• [TASK] All of the data must be returned exactly as given.

(Beginning of THE RECORDS)

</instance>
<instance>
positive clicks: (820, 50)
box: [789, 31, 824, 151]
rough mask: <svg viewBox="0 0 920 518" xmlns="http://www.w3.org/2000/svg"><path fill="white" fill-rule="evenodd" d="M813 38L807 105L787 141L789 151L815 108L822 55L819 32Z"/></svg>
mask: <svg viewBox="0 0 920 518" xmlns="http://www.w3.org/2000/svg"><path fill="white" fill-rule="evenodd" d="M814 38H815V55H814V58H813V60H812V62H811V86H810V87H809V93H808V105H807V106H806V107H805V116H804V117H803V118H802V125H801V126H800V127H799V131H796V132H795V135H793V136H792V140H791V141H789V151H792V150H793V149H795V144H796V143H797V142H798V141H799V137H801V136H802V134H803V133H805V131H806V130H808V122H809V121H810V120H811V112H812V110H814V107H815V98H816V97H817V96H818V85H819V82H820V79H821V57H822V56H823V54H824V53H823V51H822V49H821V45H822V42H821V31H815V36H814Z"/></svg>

(End of THE RECORDS)

• [SOLUTION TO THE PROBLEM]
</instance>
<instance>
positive clicks: (820, 50)
box: [789, 31, 824, 151]
rough mask: <svg viewBox="0 0 920 518" xmlns="http://www.w3.org/2000/svg"><path fill="white" fill-rule="evenodd" d="M813 38L807 105L787 141L789 151L815 108L822 55L819 32Z"/></svg>
mask: <svg viewBox="0 0 920 518" xmlns="http://www.w3.org/2000/svg"><path fill="white" fill-rule="evenodd" d="M814 38H815V55H814V58H813V60H812V62H811V86H810V87H809V93H808V105H807V106H806V107H805V116H804V117H803V118H802V125H801V126H800V127H799V131H796V132H795V135H793V136H792V140H791V141H789V151H792V150H793V149H795V144H796V143H797V142H798V141H799V137H801V136H802V134H803V133H805V131H806V130H808V122H809V121H810V120H811V112H812V110H814V107H815V98H816V97H817V96H818V85H819V82H820V79H821V57H822V56H823V54H824V53H823V51H822V49H821V45H822V42H821V31H815V36H814Z"/></svg>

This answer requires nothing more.